Given problem: Change every "arched doorway" to "arched entryway" in the records, from the line containing "point: red flag" down to the end of the records, and give those lines back with nothing else altered. Leave the pictures out of your answer.

Listed entries:
···
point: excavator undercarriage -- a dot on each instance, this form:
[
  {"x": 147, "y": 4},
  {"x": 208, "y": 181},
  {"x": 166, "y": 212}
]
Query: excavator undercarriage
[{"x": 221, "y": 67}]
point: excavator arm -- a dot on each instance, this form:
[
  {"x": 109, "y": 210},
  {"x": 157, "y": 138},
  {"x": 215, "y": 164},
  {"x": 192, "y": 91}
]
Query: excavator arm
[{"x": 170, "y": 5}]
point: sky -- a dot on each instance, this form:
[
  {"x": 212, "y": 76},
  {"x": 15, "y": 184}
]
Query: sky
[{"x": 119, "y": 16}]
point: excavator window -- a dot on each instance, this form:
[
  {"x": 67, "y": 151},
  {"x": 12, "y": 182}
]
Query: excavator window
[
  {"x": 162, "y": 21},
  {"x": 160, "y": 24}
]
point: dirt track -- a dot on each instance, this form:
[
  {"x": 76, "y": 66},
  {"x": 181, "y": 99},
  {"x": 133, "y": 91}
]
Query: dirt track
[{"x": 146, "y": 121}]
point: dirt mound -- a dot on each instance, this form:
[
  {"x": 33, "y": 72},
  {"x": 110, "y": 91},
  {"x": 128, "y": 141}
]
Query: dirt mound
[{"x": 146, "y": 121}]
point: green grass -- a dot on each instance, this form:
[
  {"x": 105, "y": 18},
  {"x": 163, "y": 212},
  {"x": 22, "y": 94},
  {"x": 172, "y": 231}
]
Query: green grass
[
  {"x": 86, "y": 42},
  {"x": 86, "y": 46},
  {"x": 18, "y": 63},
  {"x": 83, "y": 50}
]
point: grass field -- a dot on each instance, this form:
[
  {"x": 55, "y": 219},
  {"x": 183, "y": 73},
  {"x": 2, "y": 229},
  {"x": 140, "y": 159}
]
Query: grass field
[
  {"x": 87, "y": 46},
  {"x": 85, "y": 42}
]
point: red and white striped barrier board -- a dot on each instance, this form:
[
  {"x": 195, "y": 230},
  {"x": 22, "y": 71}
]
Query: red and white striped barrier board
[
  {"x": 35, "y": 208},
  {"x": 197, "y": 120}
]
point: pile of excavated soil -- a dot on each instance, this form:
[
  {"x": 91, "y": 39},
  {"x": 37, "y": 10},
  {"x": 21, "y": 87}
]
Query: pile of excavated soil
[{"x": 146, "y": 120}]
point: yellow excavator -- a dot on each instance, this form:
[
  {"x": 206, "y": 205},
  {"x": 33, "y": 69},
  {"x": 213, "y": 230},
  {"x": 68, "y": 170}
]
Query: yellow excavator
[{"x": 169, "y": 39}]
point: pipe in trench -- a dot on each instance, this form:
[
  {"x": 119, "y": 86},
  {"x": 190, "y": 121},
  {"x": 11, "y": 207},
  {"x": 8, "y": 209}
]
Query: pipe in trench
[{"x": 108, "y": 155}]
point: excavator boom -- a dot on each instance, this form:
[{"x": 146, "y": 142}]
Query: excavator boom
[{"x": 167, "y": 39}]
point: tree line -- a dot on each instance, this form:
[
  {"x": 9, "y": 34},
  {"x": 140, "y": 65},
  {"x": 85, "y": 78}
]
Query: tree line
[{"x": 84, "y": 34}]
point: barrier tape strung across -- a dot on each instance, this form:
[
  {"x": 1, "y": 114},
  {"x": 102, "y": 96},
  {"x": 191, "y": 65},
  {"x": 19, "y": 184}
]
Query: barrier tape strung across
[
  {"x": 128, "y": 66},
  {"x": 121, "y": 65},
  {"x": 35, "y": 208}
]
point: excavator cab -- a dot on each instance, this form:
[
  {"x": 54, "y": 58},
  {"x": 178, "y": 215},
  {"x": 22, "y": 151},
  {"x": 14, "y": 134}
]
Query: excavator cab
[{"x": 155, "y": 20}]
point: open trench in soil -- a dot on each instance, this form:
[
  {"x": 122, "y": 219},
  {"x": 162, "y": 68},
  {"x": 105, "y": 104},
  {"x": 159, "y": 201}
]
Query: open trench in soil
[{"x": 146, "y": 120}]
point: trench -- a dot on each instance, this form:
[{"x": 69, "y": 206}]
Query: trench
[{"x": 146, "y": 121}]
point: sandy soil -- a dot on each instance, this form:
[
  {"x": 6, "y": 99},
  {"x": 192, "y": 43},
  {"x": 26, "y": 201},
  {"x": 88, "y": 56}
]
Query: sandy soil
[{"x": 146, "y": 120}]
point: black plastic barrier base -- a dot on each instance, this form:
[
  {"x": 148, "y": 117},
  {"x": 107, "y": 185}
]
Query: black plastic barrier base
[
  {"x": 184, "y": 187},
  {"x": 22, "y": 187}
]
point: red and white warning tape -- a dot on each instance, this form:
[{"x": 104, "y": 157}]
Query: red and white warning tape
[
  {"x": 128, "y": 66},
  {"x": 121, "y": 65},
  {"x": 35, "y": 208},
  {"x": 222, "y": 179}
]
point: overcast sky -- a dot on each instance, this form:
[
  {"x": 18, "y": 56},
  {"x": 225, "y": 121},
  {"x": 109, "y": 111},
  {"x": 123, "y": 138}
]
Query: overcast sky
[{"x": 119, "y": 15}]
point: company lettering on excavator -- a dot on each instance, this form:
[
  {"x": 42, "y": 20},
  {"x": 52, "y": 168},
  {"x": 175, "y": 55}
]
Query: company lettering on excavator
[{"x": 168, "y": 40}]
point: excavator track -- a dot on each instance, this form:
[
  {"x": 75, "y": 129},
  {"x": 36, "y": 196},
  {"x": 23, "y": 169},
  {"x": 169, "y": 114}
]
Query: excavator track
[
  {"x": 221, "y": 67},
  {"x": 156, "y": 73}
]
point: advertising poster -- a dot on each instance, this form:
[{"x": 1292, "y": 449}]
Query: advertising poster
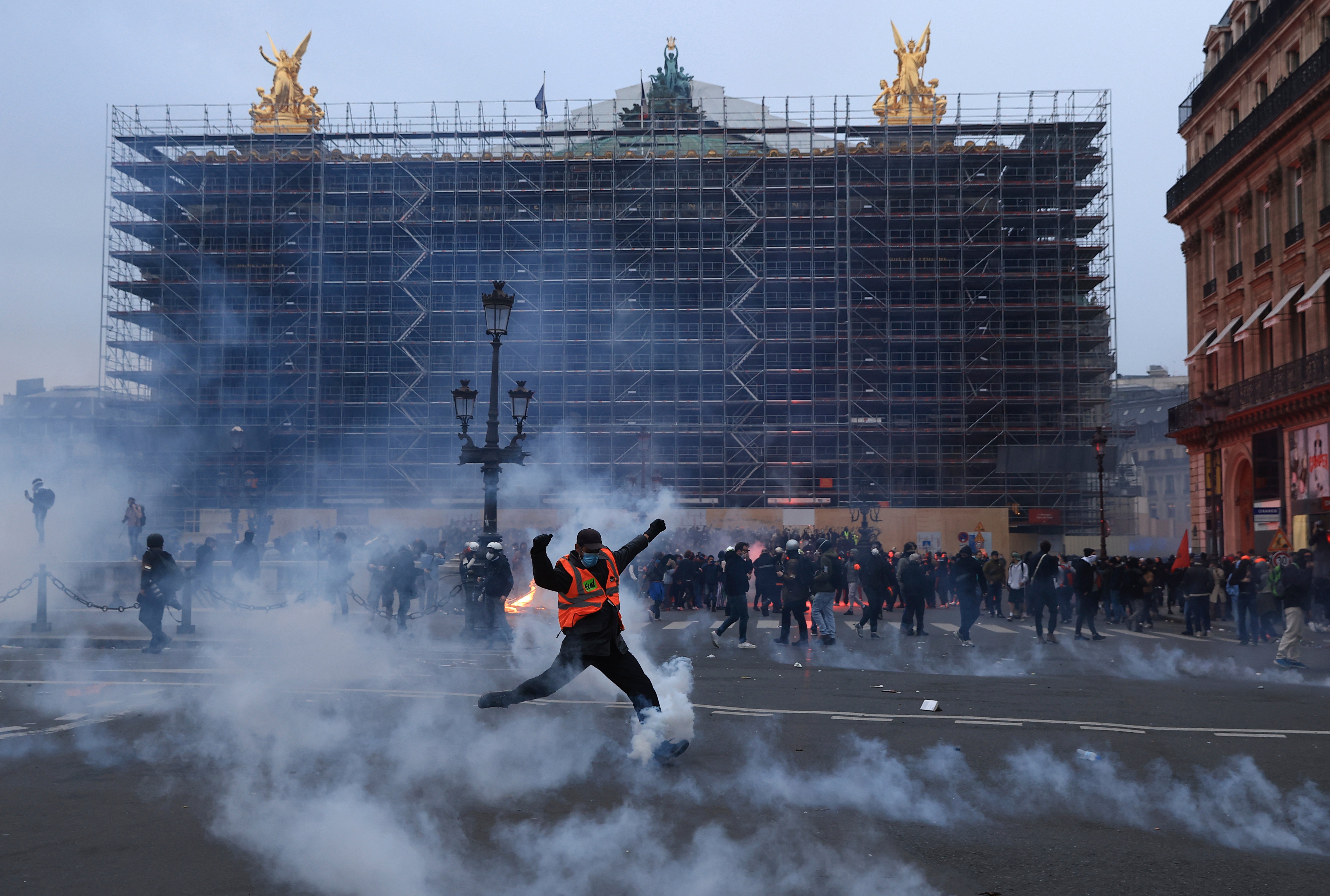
[
  {"x": 1319, "y": 462},
  {"x": 1309, "y": 463},
  {"x": 1299, "y": 467}
]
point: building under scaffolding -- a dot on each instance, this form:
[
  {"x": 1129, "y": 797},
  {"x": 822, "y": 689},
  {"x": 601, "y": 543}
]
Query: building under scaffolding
[{"x": 756, "y": 304}]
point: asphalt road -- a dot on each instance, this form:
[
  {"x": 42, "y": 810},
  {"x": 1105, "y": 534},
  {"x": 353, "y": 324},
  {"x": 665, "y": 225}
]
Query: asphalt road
[{"x": 104, "y": 791}]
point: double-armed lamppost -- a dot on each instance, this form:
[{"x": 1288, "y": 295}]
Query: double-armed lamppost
[
  {"x": 498, "y": 306},
  {"x": 1100, "y": 446}
]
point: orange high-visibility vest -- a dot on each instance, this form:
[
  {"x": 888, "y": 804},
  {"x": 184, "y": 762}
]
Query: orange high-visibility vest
[{"x": 586, "y": 596}]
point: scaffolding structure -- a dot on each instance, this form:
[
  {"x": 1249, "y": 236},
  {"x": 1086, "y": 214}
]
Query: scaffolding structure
[{"x": 800, "y": 306}]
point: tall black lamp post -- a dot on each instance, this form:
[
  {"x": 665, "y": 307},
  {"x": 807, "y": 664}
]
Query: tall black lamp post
[
  {"x": 498, "y": 306},
  {"x": 1100, "y": 444}
]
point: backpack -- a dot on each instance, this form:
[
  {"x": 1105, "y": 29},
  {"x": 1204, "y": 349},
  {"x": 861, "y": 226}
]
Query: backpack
[
  {"x": 1276, "y": 580},
  {"x": 807, "y": 571}
]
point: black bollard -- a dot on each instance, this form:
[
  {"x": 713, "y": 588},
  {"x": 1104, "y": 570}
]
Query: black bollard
[
  {"x": 187, "y": 615},
  {"x": 42, "y": 625}
]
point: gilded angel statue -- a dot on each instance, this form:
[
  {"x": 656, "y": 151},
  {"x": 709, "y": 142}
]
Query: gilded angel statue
[
  {"x": 286, "y": 91},
  {"x": 909, "y": 74}
]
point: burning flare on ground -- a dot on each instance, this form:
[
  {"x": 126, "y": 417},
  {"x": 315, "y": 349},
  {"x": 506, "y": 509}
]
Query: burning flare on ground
[{"x": 522, "y": 603}]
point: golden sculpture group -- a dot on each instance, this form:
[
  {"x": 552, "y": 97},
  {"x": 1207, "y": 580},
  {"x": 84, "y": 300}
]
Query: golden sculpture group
[
  {"x": 286, "y": 110},
  {"x": 910, "y": 100}
]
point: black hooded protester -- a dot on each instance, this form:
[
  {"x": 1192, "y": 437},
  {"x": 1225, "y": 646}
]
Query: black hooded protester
[
  {"x": 587, "y": 583},
  {"x": 497, "y": 586},
  {"x": 880, "y": 581},
  {"x": 42, "y": 500},
  {"x": 157, "y": 586}
]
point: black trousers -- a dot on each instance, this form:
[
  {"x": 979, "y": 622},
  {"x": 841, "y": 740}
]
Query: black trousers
[
  {"x": 873, "y": 609},
  {"x": 405, "y": 596},
  {"x": 768, "y": 596},
  {"x": 794, "y": 609},
  {"x": 151, "y": 615},
  {"x": 1041, "y": 597},
  {"x": 913, "y": 617},
  {"x": 1086, "y": 609},
  {"x": 620, "y": 668}
]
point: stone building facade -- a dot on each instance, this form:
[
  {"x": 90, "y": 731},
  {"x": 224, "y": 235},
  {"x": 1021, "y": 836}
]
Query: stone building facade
[{"x": 1255, "y": 213}]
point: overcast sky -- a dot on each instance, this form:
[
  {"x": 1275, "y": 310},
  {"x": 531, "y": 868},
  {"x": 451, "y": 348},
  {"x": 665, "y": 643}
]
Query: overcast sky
[{"x": 63, "y": 64}]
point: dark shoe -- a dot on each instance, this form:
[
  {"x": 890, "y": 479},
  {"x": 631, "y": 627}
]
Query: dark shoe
[
  {"x": 668, "y": 750},
  {"x": 494, "y": 698}
]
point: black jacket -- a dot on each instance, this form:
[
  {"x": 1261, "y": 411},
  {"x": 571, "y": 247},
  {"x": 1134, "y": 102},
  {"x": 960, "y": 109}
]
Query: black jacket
[
  {"x": 499, "y": 576},
  {"x": 967, "y": 576},
  {"x": 1296, "y": 587},
  {"x": 914, "y": 580},
  {"x": 160, "y": 577},
  {"x": 592, "y": 635},
  {"x": 765, "y": 569},
  {"x": 1198, "y": 581},
  {"x": 877, "y": 575},
  {"x": 830, "y": 575},
  {"x": 736, "y": 573}
]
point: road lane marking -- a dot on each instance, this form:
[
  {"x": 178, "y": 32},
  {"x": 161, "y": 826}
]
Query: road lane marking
[
  {"x": 752, "y": 716},
  {"x": 741, "y": 710}
]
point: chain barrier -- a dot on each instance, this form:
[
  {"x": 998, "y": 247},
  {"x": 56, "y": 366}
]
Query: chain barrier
[
  {"x": 239, "y": 605},
  {"x": 416, "y": 615},
  {"x": 83, "y": 600},
  {"x": 17, "y": 592}
]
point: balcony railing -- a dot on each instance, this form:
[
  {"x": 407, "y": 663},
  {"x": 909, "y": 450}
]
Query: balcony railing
[
  {"x": 1261, "y": 117},
  {"x": 1276, "y": 383},
  {"x": 1243, "y": 50}
]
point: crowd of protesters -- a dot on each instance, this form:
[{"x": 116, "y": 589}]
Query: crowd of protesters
[{"x": 1269, "y": 599}]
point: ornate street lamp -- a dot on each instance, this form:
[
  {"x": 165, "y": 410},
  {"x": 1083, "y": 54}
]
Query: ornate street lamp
[
  {"x": 1100, "y": 446},
  {"x": 498, "y": 308},
  {"x": 465, "y": 405}
]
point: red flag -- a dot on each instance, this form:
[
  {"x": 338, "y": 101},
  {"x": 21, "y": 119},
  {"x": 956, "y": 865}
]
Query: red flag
[{"x": 1184, "y": 554}]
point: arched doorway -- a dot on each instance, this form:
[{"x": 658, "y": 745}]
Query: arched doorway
[{"x": 1244, "y": 523}]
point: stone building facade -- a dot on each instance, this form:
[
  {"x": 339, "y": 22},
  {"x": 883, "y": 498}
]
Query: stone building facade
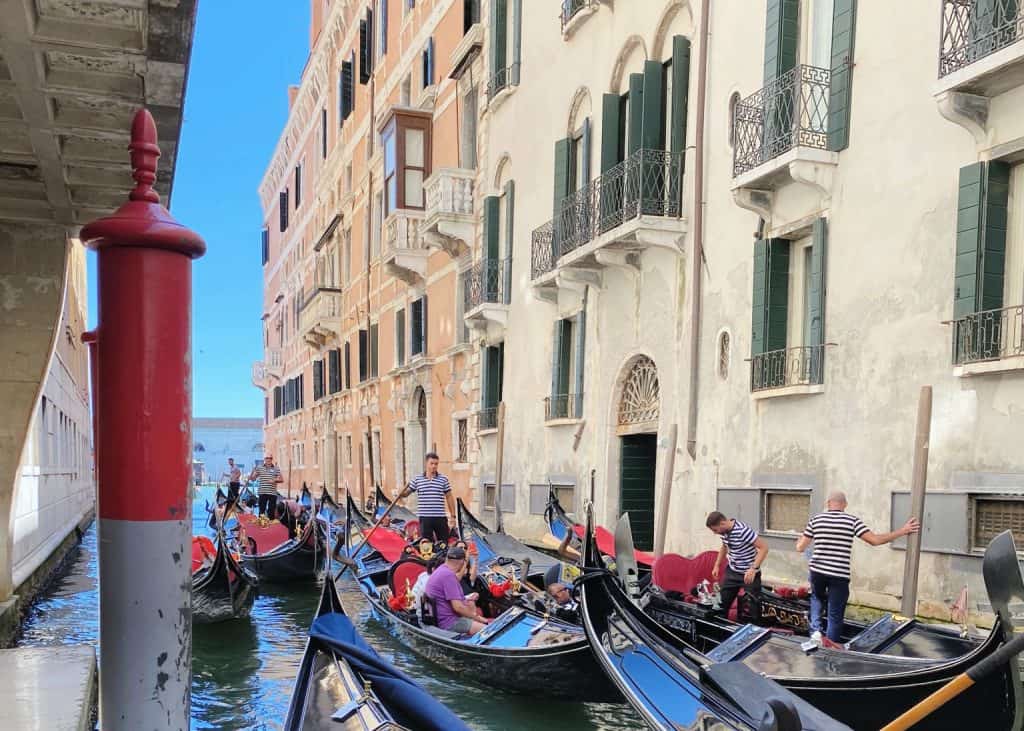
···
Task result:
point: red flag -- a dot on each instance, this form:
[
  {"x": 338, "y": 101},
  {"x": 21, "y": 119},
  {"x": 956, "y": 865}
]
Query: red flag
[{"x": 1184, "y": 554}]
point: arched entryway -- a dot on each instance, this form:
[{"x": 658, "y": 745}]
Query: arched entryway
[{"x": 1244, "y": 523}]
point: stone building facade -- a dot on each instance, this form:
[
  {"x": 339, "y": 22},
  {"x": 883, "y": 498}
]
Query: stone building facade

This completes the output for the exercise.